# Task statement
Your task is to write out exactly the lines of the listing below, from the first down to the line that holds "Tight boxes only — no extra padding. Annotate the stadium".

# Available data
----
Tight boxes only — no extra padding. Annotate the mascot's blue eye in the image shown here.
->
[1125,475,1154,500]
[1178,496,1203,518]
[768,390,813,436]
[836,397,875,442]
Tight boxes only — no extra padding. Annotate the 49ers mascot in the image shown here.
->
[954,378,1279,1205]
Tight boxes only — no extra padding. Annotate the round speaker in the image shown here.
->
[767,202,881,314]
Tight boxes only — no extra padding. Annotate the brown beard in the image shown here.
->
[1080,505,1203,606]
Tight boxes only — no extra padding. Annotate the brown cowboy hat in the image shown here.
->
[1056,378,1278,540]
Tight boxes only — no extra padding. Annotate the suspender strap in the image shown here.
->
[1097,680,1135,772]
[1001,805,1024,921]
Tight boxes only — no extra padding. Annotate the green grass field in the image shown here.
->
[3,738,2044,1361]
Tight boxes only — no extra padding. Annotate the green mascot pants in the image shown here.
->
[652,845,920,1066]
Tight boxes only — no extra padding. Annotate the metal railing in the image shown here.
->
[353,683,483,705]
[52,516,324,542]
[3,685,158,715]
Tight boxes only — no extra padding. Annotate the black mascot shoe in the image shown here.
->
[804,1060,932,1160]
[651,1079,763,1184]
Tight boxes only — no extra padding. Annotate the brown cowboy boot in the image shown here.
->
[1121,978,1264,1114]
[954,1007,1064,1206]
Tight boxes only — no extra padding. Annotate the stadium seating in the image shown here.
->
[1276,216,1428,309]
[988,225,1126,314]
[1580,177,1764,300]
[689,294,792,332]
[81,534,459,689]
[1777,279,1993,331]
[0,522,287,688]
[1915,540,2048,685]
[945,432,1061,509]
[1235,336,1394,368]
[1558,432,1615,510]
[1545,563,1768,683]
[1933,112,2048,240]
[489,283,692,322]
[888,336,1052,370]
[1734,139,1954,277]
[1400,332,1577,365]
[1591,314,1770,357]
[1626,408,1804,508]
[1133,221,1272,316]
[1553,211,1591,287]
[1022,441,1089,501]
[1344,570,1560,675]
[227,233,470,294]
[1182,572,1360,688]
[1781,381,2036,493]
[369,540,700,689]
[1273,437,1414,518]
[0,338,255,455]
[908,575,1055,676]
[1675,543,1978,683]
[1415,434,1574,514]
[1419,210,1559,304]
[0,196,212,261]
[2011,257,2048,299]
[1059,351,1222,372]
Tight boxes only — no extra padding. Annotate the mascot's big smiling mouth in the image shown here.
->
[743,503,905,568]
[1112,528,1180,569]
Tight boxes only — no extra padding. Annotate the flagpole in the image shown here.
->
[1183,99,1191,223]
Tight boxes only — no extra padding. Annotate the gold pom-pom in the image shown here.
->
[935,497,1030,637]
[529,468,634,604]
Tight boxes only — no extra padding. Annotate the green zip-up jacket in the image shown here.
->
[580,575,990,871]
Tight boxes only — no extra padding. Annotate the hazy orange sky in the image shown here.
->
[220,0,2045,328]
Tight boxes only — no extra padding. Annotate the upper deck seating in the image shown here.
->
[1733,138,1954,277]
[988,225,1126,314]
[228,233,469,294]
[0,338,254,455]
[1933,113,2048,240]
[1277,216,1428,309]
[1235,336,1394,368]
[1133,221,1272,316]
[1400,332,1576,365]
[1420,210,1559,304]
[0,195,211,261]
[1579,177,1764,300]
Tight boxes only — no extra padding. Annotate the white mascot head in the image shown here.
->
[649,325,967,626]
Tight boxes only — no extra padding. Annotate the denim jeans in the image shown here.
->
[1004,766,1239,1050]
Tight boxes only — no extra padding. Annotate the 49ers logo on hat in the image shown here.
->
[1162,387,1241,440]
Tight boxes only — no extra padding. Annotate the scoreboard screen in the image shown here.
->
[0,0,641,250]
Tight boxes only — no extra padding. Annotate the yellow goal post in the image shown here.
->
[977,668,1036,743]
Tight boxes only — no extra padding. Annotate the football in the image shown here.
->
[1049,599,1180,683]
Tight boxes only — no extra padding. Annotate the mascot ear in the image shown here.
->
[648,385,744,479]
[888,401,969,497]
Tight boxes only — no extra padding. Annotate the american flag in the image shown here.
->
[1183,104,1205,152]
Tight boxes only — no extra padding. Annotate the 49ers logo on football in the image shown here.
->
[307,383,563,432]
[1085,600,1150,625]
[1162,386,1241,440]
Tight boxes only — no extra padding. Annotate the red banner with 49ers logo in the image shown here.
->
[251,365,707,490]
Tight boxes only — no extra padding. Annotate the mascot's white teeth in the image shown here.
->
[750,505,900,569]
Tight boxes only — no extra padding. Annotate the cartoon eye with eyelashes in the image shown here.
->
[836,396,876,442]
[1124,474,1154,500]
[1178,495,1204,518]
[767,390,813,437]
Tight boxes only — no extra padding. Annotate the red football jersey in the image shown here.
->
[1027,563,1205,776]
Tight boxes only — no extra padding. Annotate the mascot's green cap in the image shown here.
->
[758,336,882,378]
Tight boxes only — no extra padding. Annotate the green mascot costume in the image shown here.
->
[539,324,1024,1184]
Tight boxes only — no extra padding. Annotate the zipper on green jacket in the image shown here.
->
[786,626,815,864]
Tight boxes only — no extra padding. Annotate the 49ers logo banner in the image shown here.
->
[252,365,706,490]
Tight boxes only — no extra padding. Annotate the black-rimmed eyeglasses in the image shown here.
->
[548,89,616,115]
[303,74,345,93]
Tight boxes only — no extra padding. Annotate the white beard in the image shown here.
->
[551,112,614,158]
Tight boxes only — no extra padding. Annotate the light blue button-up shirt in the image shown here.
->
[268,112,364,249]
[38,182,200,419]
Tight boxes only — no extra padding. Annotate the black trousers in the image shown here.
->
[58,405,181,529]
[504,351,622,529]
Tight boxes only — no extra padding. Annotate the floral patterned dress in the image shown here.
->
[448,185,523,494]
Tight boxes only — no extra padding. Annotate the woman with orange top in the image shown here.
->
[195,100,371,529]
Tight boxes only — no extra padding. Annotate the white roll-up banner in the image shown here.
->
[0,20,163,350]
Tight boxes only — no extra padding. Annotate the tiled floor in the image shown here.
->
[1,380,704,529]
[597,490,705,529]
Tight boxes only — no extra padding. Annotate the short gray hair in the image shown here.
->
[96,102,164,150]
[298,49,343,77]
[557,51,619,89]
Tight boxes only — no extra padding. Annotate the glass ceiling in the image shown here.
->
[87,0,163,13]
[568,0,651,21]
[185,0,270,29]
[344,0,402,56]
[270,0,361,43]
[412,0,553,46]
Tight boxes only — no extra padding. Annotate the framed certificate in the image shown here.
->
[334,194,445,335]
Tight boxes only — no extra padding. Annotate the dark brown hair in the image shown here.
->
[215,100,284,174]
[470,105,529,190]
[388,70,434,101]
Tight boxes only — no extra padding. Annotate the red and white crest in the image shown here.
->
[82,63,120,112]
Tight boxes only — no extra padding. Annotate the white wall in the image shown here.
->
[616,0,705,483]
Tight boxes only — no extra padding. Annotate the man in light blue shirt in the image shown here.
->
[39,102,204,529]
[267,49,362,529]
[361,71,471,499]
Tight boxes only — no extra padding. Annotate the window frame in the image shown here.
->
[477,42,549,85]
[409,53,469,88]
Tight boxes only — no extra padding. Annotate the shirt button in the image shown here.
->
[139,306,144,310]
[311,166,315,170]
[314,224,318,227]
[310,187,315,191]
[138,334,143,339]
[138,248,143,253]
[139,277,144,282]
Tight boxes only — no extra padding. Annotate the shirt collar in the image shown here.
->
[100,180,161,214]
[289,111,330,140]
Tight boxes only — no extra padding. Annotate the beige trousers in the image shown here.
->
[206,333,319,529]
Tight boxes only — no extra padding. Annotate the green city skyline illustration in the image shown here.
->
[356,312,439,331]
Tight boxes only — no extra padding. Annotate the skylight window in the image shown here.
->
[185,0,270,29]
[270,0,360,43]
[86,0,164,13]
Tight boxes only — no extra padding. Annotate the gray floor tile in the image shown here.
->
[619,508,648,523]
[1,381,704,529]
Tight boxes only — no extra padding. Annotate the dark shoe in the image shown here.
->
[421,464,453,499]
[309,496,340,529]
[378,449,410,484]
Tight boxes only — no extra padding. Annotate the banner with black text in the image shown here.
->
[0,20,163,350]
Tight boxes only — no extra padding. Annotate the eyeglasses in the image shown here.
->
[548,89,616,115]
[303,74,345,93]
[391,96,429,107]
----
# Output of the exercise
Tight boxes only — no extra padding. Annotate the mascot's blue eye in the image shown here.
->
[1125,475,1154,500]
[1178,496,1203,518]
[768,390,813,436]
[836,397,875,442]
Tight boxes only — no extra padding. Annotate the 49ers mascot in the image shown here.
->
[954,378,1279,1205]
Tight boxes only — no extra padding. Annotate the round speaker in the image shown here.
->
[767,202,881,314]
Tight boxes only — no extra padding. Annotate the brown beard in the image shown here.
->
[1080,505,1203,606]
Tight boxes only — no extra padding. Annotate the brown cowboy hat in the image shown here.
->
[1056,378,1278,540]
Tight boxes only — no extra padding. Annotate the suspender strap in the image shown here.
->
[1097,680,1135,772]
[1001,805,1024,921]
Tight boxes only — no extra padding. Annotate the green grass field in the image shown here.
->
[3,738,2044,1361]
Tight boxes only — no extra padding. Annotate the green mascot pants in the image shown here.
->
[652,845,920,1066]
Tight boxes only — no extra padding. Annotate the metal railing in the image shown here.
->
[353,683,483,705]
[52,516,324,542]
[3,685,158,715]
Tight boxes only — no extra padding. Annotate the black mascot shoe in the image shown here.
->
[804,1060,932,1160]
[651,1079,763,1184]
Tight boxes only — no extra padding. Annotate the brown cowboy boot in the image shown here.
->
[1121,978,1264,1114]
[954,1007,1064,1206]
Tight boxes only — no extra padding. Annotate the stadium seating in the image shown here.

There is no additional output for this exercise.